Data provided:
*** Block opens ***

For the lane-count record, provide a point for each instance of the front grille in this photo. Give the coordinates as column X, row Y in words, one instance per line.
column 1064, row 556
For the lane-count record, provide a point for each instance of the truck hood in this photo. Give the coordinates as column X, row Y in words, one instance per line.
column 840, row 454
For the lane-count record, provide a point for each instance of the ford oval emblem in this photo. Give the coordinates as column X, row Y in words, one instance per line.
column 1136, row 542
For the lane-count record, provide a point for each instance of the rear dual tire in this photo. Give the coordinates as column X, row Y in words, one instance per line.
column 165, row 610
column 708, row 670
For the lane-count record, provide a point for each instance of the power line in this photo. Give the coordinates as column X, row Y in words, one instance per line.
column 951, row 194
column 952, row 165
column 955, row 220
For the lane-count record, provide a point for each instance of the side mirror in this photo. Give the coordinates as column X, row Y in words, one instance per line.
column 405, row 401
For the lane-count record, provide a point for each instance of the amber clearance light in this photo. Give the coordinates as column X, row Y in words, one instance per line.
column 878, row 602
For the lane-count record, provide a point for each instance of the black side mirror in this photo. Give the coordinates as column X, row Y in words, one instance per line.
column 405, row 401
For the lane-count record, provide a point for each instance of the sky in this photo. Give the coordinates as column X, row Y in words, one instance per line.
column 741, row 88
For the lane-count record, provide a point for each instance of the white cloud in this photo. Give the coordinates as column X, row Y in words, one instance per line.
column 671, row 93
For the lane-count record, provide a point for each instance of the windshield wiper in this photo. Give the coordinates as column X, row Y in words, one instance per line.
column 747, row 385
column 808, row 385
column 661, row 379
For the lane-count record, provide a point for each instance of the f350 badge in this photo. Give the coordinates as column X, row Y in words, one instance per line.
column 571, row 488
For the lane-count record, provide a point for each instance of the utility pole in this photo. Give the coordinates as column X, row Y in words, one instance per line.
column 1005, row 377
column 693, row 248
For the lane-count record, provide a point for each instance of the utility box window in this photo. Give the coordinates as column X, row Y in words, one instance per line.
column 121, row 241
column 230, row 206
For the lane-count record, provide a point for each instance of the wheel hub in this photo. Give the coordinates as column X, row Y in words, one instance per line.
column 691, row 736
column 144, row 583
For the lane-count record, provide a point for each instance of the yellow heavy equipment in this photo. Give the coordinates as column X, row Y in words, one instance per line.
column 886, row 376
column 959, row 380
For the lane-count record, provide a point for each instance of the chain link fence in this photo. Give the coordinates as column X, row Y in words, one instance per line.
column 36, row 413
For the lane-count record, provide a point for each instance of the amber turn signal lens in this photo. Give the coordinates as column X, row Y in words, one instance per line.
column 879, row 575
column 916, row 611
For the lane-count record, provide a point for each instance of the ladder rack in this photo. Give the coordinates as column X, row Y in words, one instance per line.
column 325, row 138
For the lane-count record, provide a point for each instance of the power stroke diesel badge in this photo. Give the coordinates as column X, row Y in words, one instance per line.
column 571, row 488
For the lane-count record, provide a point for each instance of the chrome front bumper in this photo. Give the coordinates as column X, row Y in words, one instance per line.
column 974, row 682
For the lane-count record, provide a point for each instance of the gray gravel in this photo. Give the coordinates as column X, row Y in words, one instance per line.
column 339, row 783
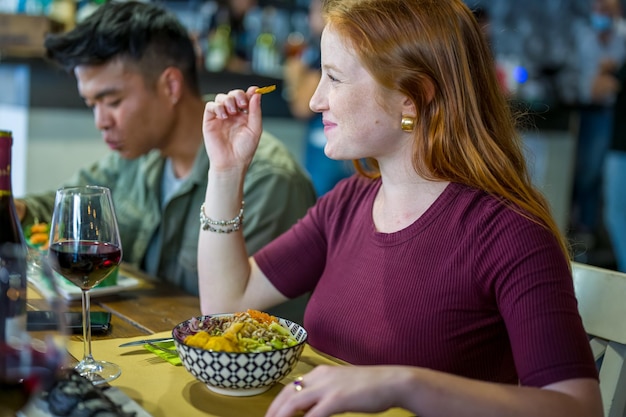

*** Block closes ***

Task to carry out: Omit all pictures while transcribing the entries verbatim.

Result of this task:
For the lane-count record, provide a point for each instance of the front grille in this photo. Give the coordinates as column X, row Y in words, one instance per line.
column 1064, row 556
For the lane-count record, provide a point for each instance of the truck hood in this photo. Give the coordinates as column X, row Y in words, one instance per line.
column 840, row 454
For the lane-count record, provide a point for each instance of the ford oval emblem in this photo. Give the coordinates as column X, row Y in words, one instance per line.
column 1136, row 542
For the lane-count record, provide a point for each instance of the rear dual tire in this photo. Give the coordinates as column X, row Y in words, one instance per line.
column 165, row 610
column 708, row 670
For the lane-count record, provide a point for each instance of the power line in this photo. Give the coordinates as column X, row Y in words, one instance per line.
column 951, row 194
column 952, row 165
column 955, row 220
For the lane-count record, provide a point for each instance of the side mirror in this photo. Give the coordinates as column X, row Y in words, one instance per line.
column 405, row 401
For the lane-count record, provide a point for each instance of the amber clearance light in this photo. Give the coordinates as column X, row Y in words, one instance per line.
column 878, row 602
For the lane-count record, provide a point for each instance of the black side mirror in this photo. Give the coordinates as column X, row Y in words, one instance per line.
column 405, row 401
For the lane-count record, provide a point for each instance of the sky in this photo. Give the coordinates as column X, row Y in words, one instance per line.
column 741, row 88
For the lane-count record, provide a point for each instance of the white cloud in this photo. Give the coordinates as column X, row Y in words, one instance per line.
column 671, row 93
For the lane-count record, provide a point for each instance of the windshield wiper in this photo. Give the coordinates as column X, row Y in words, one instance per line.
column 747, row 385
column 808, row 385
column 661, row 379
For the lane-count record, provide a point for each instance of the f350 badge in this photo. Give the coordinates as column X, row Y in words, one instance per line.
column 571, row 488
For the lane-count record, provide a point for each instance of the utility pole in this photo. Give the coordinates as column X, row Y in words, one instance per line.
column 1005, row 377
column 693, row 248
For the lane-count record, provide a point for each instance of the utility box window in this photo. Give the coordinates as column X, row Y in words, one instance per line.
column 121, row 241
column 230, row 206
For the lane-count record, provide a point for each instance of the wheel hub in this photo. Give the coordinates as column X, row Y in words, one instance per line.
column 691, row 736
column 144, row 583
For the lane-count record, provide a point for each instance of the yellow heavy equipment in this photo. Give the coordinates as column X, row Y in words, one instance per line.
column 886, row 376
column 959, row 380
For the lane-count record, provide a point for each instance of the chain link fence in this photo. Give the coordinates as column X, row Y in words, one instance per line.
column 36, row 413
For the lane-count record, provide a point for each instance of the amber turn signal lens in this photo. Give the coordinates as column X, row Y in words, one instance per line.
column 879, row 575
column 916, row 611
For the lane-count record, provide a point for each instance of the ladder rack in this photo. Give the coordinates as column X, row Y in words, one instance per line.
column 325, row 138
For the lane-count record, provide a point for each instance of the power stroke diesel badge in this photo. Give the coordinates as column X, row Y in words, one instance per line.
column 571, row 488
For the lane-count record, provide a point for each instance of the chrome front bumper in this photo. Give the coordinates as column X, row Y in words, one instance per line.
column 974, row 682
For the lane-count record, provide a point for each instance of the gray gravel in this photo. Give the coordinates as column X, row Y in words, one instance per line.
column 339, row 783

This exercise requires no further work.